*** Opening of Provided entries ***

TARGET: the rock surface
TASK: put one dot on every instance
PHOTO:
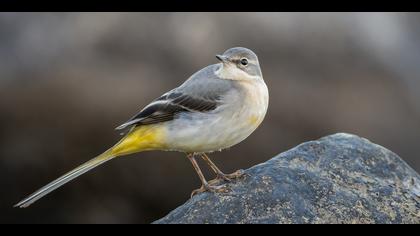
(341, 178)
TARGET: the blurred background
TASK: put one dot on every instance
(68, 79)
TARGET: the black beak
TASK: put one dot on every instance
(221, 58)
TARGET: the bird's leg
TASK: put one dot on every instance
(219, 174)
(205, 185)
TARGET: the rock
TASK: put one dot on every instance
(341, 178)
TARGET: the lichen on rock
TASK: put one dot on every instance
(340, 178)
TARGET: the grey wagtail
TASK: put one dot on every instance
(216, 108)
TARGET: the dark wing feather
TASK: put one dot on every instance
(166, 107)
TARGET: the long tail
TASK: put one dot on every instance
(69, 176)
(138, 139)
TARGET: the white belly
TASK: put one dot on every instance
(222, 128)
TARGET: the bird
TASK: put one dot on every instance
(214, 109)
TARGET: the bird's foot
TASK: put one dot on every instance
(209, 188)
(227, 177)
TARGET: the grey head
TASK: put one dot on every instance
(239, 62)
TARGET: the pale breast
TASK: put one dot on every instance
(243, 111)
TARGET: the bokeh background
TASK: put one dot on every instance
(67, 79)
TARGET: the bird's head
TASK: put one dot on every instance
(239, 64)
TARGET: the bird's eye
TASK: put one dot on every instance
(244, 61)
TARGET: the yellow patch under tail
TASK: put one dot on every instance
(142, 138)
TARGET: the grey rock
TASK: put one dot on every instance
(341, 178)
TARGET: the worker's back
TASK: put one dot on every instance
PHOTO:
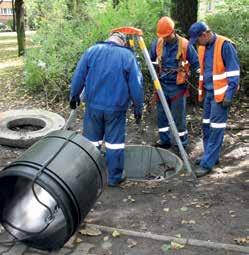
(111, 72)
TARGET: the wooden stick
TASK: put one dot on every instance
(184, 241)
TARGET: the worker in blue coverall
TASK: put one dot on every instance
(174, 56)
(218, 83)
(111, 79)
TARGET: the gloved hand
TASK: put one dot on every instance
(227, 103)
(74, 102)
(138, 118)
(137, 115)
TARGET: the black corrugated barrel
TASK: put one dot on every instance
(73, 172)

*** Close of Provided entries ***

◆ The problem:
Give every entry again word for word; no images belong in the copy.

◆ Expected output:
TARGET: the rock surface
TASK: put one dot on every instance
PHOTO:
(341, 178)
TARGET: the blurred background
TASK: put one dot on every instance
(68, 79)
TARGET: the black beak
TASK: put one dot on every instance
(221, 58)
TARGET: the bird's leg
TASK: put one dot on every instance
(219, 174)
(205, 185)
TARGET: the rock
TASK: put one dot on every instance
(341, 178)
TARGET: the lichen on rock
TASK: put one dot on every instance
(340, 178)
TARGET: the grey wagtail
TASK: put one dot on every instance
(216, 108)
TARGET: the dark wing feather
TASK: put one dot on every instance
(166, 107)
TARGET: the long tail
TASK: put one dot on every instance
(69, 176)
(138, 139)
TARGET: the white belly
TASK: put one dot on every instance
(222, 128)
TARGET: the bird
TASK: put one dot on every instance
(214, 109)
TARGET: the bird's foot
TASK: put one dot on every instance
(209, 188)
(227, 177)
TARGET: the grey head
TASK: put one dot on every instance
(239, 62)
TARGET: the pale breast
TASK: put one dot on every instance
(243, 111)
TARGET: the bokeh background
TASK: put one dot on every instance
(67, 79)
TARGET: the bird's head
TASK: put one dot on every instance
(239, 64)
TARGET: the bird's eye
TASK: put one dot on every instance
(244, 61)
TARGET: the yellow patch under tail
TASK: put one dot on every instance
(142, 138)
TARGET: the grey rock
TASK: put one dot on every instance
(341, 178)
TARGET: the worker's back
TASK: put one dot on every instance
PHOTO:
(111, 72)
TARGET: the wooden stick
TASK: put one dot on every instance
(184, 241)
TARGET: the worker in blue coverall
TASK: put one dot on every instance
(174, 56)
(218, 83)
(111, 79)
TARGET: the gloved hand
TASK: put one dot on every instance
(227, 103)
(74, 102)
(138, 118)
(137, 115)
TARGET: the black corrugated barrel
TASK: put one dot on every instance
(73, 172)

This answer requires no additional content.